** begin Exercise material **
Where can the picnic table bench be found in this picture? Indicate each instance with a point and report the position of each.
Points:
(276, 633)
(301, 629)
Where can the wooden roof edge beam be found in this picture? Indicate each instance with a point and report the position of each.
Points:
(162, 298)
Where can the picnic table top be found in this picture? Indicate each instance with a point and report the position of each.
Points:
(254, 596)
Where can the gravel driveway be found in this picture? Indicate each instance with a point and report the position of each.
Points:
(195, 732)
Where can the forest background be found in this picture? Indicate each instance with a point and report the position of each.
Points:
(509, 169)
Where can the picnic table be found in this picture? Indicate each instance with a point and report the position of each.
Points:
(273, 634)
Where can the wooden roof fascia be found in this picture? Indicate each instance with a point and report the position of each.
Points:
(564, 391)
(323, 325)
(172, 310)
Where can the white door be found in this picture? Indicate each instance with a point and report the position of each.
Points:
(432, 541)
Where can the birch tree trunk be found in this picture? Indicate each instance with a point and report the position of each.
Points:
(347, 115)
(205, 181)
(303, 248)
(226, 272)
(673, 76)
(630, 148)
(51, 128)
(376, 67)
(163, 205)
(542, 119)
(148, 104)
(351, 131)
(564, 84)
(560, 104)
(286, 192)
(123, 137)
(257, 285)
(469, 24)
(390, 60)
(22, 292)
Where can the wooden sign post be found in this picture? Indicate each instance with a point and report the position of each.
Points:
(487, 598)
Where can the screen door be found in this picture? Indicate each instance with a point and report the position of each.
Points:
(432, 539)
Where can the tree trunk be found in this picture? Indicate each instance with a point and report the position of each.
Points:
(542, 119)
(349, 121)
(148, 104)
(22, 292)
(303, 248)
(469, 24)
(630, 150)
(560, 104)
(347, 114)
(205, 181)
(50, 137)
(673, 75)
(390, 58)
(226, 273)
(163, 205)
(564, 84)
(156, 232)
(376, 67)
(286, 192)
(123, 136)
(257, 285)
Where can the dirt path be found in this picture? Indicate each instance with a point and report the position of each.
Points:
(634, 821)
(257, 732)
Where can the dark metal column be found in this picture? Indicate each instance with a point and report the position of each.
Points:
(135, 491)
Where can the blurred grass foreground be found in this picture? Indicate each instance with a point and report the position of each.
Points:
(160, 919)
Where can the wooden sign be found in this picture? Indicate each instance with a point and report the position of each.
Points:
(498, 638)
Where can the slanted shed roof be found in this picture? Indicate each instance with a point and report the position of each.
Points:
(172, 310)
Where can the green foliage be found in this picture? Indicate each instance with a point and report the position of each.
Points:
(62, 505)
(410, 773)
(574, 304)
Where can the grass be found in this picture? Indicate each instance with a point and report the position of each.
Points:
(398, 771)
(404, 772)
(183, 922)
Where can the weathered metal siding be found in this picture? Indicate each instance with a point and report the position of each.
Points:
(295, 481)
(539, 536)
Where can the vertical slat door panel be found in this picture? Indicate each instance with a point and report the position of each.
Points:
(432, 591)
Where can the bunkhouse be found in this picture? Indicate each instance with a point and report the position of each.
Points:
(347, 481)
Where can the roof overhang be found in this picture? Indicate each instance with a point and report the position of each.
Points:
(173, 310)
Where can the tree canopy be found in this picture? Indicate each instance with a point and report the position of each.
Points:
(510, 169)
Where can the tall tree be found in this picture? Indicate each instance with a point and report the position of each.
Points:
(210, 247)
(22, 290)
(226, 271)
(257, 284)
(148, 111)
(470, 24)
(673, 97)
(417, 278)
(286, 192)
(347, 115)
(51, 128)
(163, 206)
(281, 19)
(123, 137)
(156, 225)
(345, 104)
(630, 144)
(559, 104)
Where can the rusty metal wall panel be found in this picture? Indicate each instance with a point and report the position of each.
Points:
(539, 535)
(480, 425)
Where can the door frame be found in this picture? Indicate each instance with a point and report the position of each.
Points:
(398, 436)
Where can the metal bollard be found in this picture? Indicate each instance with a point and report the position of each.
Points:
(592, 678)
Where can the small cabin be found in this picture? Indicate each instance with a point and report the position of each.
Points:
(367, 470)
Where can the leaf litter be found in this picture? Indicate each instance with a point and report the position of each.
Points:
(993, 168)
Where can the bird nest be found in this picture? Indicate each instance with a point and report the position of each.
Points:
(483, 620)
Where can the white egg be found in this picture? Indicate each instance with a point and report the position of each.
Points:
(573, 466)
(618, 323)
** end Exercise material **
▶ _Exercise goal_
Please add 102 to each coordinate in the answers and write out every line again, starting with the line containing "Where can the white egg" and going on through the end of the material.

▶ _Answer below_
Where can the white egg be found in this picture? Indicate each instance with a point and report the position of each.
Points:
(675, 568)
(720, 425)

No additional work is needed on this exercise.